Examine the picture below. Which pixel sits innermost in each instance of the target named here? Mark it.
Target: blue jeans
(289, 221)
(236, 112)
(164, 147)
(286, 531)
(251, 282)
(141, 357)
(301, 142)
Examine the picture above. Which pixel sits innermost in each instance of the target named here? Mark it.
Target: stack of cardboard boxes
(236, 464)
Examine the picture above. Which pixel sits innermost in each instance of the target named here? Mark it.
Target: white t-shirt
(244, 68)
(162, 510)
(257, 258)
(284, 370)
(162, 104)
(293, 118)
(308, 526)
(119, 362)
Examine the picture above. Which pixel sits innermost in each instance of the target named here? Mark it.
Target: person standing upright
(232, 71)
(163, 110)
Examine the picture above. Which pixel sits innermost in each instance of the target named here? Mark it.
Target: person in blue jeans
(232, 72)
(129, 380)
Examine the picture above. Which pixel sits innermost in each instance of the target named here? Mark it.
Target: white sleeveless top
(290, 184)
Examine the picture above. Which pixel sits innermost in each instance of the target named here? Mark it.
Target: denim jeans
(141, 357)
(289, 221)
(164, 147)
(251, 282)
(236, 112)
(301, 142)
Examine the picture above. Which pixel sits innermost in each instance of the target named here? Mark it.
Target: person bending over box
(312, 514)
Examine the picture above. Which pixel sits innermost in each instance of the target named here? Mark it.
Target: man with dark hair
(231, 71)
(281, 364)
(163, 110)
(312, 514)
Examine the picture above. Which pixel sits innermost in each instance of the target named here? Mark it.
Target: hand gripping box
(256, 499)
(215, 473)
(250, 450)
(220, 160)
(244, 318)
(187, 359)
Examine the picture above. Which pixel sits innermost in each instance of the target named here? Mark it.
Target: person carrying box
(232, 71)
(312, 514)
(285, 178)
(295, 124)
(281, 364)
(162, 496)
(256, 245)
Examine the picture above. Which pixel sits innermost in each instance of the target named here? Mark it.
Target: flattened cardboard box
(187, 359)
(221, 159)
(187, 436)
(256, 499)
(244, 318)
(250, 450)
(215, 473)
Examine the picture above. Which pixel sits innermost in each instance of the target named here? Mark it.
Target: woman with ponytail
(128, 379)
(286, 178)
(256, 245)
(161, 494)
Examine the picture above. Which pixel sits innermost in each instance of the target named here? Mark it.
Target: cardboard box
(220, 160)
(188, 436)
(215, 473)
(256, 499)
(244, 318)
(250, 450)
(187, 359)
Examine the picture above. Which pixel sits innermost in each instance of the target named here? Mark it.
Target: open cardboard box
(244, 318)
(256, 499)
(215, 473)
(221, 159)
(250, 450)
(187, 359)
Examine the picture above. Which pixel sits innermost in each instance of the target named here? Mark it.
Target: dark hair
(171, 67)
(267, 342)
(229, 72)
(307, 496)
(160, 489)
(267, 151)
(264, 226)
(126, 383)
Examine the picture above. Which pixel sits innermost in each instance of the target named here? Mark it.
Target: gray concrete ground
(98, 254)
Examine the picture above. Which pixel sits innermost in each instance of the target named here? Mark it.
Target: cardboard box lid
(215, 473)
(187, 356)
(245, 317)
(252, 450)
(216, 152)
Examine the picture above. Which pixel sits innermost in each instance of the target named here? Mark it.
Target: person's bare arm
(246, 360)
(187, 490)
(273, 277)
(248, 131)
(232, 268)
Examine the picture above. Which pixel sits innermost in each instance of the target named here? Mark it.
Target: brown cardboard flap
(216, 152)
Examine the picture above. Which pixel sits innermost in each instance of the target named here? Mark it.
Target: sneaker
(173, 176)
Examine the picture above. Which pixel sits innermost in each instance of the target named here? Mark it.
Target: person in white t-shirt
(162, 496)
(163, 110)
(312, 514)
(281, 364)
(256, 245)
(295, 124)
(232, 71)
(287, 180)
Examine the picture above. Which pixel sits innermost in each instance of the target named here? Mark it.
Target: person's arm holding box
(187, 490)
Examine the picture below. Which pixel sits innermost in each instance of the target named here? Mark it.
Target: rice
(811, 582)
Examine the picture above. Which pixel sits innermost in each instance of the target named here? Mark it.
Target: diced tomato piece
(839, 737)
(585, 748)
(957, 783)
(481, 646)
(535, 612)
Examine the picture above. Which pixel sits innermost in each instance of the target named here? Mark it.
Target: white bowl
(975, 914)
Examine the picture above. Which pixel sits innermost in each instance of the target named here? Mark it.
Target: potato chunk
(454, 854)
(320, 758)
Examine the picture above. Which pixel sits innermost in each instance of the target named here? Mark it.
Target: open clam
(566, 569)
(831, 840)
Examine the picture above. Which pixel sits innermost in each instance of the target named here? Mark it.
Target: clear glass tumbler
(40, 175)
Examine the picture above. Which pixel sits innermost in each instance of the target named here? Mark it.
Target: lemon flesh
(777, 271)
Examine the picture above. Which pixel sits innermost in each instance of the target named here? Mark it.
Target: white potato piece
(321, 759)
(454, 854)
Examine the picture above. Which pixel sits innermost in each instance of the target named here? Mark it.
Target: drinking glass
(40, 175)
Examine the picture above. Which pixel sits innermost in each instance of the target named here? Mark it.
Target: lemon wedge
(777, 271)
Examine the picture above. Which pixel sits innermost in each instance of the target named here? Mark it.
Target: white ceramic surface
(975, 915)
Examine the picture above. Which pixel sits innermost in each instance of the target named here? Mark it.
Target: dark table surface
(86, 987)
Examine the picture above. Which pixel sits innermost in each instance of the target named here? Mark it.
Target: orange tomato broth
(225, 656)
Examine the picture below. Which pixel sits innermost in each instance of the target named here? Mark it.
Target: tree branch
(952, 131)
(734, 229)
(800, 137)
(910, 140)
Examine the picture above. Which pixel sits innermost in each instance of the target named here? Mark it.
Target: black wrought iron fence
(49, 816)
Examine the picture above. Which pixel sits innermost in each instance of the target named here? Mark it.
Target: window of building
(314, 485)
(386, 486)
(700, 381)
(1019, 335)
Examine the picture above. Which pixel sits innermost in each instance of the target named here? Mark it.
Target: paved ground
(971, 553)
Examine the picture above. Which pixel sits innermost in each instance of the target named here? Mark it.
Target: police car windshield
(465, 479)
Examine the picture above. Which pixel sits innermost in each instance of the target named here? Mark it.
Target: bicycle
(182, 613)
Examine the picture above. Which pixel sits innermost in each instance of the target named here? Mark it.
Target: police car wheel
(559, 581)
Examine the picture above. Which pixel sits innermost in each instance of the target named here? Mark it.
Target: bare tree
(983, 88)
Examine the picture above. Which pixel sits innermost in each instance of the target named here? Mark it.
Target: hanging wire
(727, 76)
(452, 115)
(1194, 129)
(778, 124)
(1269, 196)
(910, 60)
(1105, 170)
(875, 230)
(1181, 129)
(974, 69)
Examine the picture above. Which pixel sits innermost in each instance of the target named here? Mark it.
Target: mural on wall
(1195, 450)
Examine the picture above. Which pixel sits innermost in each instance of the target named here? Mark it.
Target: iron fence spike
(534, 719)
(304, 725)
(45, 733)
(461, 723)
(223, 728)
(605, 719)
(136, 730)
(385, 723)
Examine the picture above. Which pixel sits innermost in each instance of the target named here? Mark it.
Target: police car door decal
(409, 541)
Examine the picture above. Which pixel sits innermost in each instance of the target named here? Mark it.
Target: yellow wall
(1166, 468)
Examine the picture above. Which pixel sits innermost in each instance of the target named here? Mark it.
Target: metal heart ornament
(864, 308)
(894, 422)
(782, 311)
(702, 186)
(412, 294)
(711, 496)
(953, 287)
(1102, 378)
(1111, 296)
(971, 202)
..........
Description of the task: Retype the records above without changing a single word.

Task response:
Examine the picture below. Which pixel sits innermost in each instance of the target named here? Mark it.
Target: blue jeans
(289, 221)
(236, 112)
(164, 147)
(286, 531)
(251, 282)
(141, 357)
(301, 142)
Examine the picture above. Which pixel sits innermost in each instance of the target named here? Mark it.
Target: stack of cardboard boxes
(236, 464)
Examine the picture above. Which pixel sits innermost in each instance of the target named here? Mark it.
Target: white t-shirt
(244, 68)
(162, 510)
(257, 258)
(284, 370)
(162, 104)
(293, 118)
(308, 526)
(119, 362)
Examine the picture above. Which pixel sits innermost in each instance of the target named here? Mark it.
Target: person standing upright
(232, 71)
(163, 110)
Examine the picture above. Which pixel sits innermost in each instance of the target named here? Mark it.
Target: person in blue jeans
(232, 72)
(129, 380)
Examine the picture above. Which pixel sits innermost in each instance of the target named here? Mark it.
Target: white sleeveless top
(290, 184)
Examine the picture above. Which pixel sits innermost in each instance of the target named here? Mark it.
Target: denim jeans
(141, 357)
(289, 221)
(164, 147)
(251, 282)
(236, 112)
(301, 142)
Examine the picture above. Which pixel sits innermost in each instance of the target named here? Mark it.
Target: person bending over box
(312, 514)
Examine the picture above. Which pixel sits innermost in each instance of the target named here? Mark it.
Target: man with dark hair
(231, 71)
(281, 364)
(163, 110)
(312, 514)
Examine the picture above. Which pixel sits innermost in each instance of the target named here? Mark it.
Target: hand gripping box
(256, 499)
(215, 473)
(250, 450)
(220, 160)
(244, 318)
(187, 359)
Examine the picture above. Which pixel sits innermost in each instance of the target named here? Mark it.
Target: person carrying box
(232, 71)
(312, 514)
(285, 178)
(295, 124)
(281, 364)
(162, 496)
(256, 245)
Examine the picture above. Which pixel sits innermost in each instance of the target named here? Mark it.
Target: flattened cardboard box
(187, 359)
(221, 159)
(187, 436)
(256, 499)
(244, 318)
(250, 450)
(215, 473)
Examine the picture above. Which pixel sits innermost in each instance of the target named here? Mark it.
Target: woman with ponytail
(128, 379)
(286, 178)
(256, 245)
(161, 494)
Examine the picture above. Which pixel sits innermost in each instance of the target named here? Mark it.
Target: cardboard box
(220, 160)
(188, 436)
(215, 473)
(256, 499)
(244, 318)
(250, 450)
(187, 359)
Examine the picture above. Which pixel sits innermost in each instance of the target named here? Mark it.
Target: open cardboard box
(244, 318)
(256, 499)
(215, 473)
(221, 159)
(250, 450)
(187, 359)
Examine the picture above. Which pixel sits innermost in each instance of the target named here? Mark it.
Target: dark hair
(171, 67)
(267, 342)
(229, 72)
(307, 496)
(160, 489)
(267, 151)
(264, 226)
(126, 383)
Examine the picture above. Which pixel sits innermost in each instance of the target named here? Mark it.
Target: gray concrete ground
(98, 254)
Examine the picture above. Which pixel sits innermost in each instance of the target named here? Mark it.
Target: cardboard box lid
(215, 473)
(187, 356)
(245, 317)
(252, 450)
(216, 152)
Examine the picture above. Which pixel sits innermost in each instance of the target named here? Mark it.
Target: person's bare arm
(246, 360)
(187, 490)
(273, 277)
(248, 131)
(232, 268)
Examine the picture above. Which pixel sits innermost in each instance of the target named here? Mark it.
Target: brown cardboard flap
(216, 152)
Examine the picture above. Which pixel sits innermost in each instance of the target named here? Mark it.
Target: sneaker
(173, 176)
Examine the picture above. Which pixel sits innermost in each instance of the target named here? Mark it.
Target: person in white t-shirt
(162, 496)
(163, 110)
(312, 514)
(281, 364)
(256, 245)
(295, 124)
(232, 71)
(287, 180)
Examine the picture above. Which pixel sits innermost in each instance of the target named here? Mark it.
Target: person's arm holding box
(187, 490)
Examine the picture below. Which pixel sits innermost in each instance of the target named here? Mark it.
Target: rice
(811, 582)
Examine the picture above. Which pixel sits innermost in each instance of the target named here? Mark it.
Target: diced tomato piece
(839, 737)
(585, 748)
(957, 783)
(481, 646)
(535, 612)
Examine the picture above. Which pixel sits innermost in each instance of the target named here? Mark it.
Target: white bowl
(975, 914)
Examine the picture above. Which pixel sits innermost in each instance of the target named here? Mark it.
Target: potato chunk
(454, 854)
(320, 758)
Examine the picture above. Which pixel sits innermost in each instance of the target named here? Mark it.
Target: open clam
(566, 569)
(831, 840)
Examine the picture above. Which pixel sits innermost in each instance of the target named here? Mark it.
Target: clear glass tumbler
(40, 175)
Examine the picture above. Which pixel sits innermost in each instance of the target named here? Mark it.
Target: lemon flesh
(777, 271)
Examine the picture above. Which pixel sits innermost in each instance of the target named here? Mark it.
Target: white potato piece
(321, 759)
(454, 854)
Examine the picture above. Which pixel sits innermost in each instance of the target named here? Mark it.
Target: drinking glass
(40, 175)
Examine the picture above. Which pixel sits innermost in each instance of the target named here? Mark it.
Target: lemon wedge
(777, 271)
Examine the picture above. Which pixel sits innermost in each instance of the target named here? Mark it.
Target: white ceramic surface
(975, 915)
Examine the picture above. Which pixel sits innermost in each instance of the target named here? Mark it.
Target: dark table surface
(86, 987)
Examine the picture above. Which pixel sits innermost in each instance of the target named here? Mark it.
Target: orange tomato broth
(225, 656)
Examine the picture below. Which pixel sits innermost in each instance of the target named here? Mark it.
Target: tree branch
(952, 131)
(734, 229)
(800, 137)
(910, 140)
Examine the picture above. Which pixel sits innermost in each instance of the target named here? Mark it.
Target: black wrought iron fence
(49, 816)
Examine the picture above. Which pixel sits innermost in each instance of the target named here? Mark it.
Target: window of building
(314, 485)
(386, 486)
(700, 381)
(1019, 335)
Examine the picture above. Which pixel sits innermost in each instance of the target named here? Mark it.
Target: paved ground
(971, 553)
Examine the picture above. Which pixel sits innermost in each instance of the target named here? Mark it.
Target: police car windshield
(465, 479)
Examine the picture above. Which pixel sits innermost in each instance of the target named here? Mark it.
Target: bicycle
(182, 613)
Examine the picture above. Which pixel sits innermost in each instance of the target named here? Mark it.
Target: police car wheel
(559, 581)
Examine the picture above. Which pixel sits innermost in each instance of the target named here? Mark it.
Target: bare tree
(983, 88)
Examine the picture above. Which pixel sits innermost in each instance of the target named here? Mark it.
Target: hanging wire
(727, 76)
(452, 115)
(1194, 129)
(778, 124)
(1269, 196)
(910, 60)
(1105, 170)
(875, 230)
(1181, 129)
(974, 69)
Examine the picture above. Which pixel sits innermost in each instance of the target named here? Mark it.
Target: mural on wall
(1195, 450)
Examine the picture above. Which pixel sits innermost in each instance of the target named here? Mark it.
Target: iron fence spike
(534, 719)
(304, 725)
(45, 733)
(461, 723)
(223, 728)
(605, 719)
(136, 730)
(385, 723)
Examine the picture above. Which pixel sits innermost in each instance of the target named here? Mark it.
Target: police car door decal
(409, 541)
Examine the picture above. Which pixel sits innermost in each instance of the target named here? Mark it.
Target: yellow wall
(1166, 468)
Examine the picture above. Which pixel sits innermost in each instance of the target named here? Mark it.
Target: metal heart ornament
(864, 308)
(894, 422)
(782, 311)
(702, 186)
(412, 294)
(711, 496)
(953, 287)
(1102, 378)
(1111, 296)
(971, 202)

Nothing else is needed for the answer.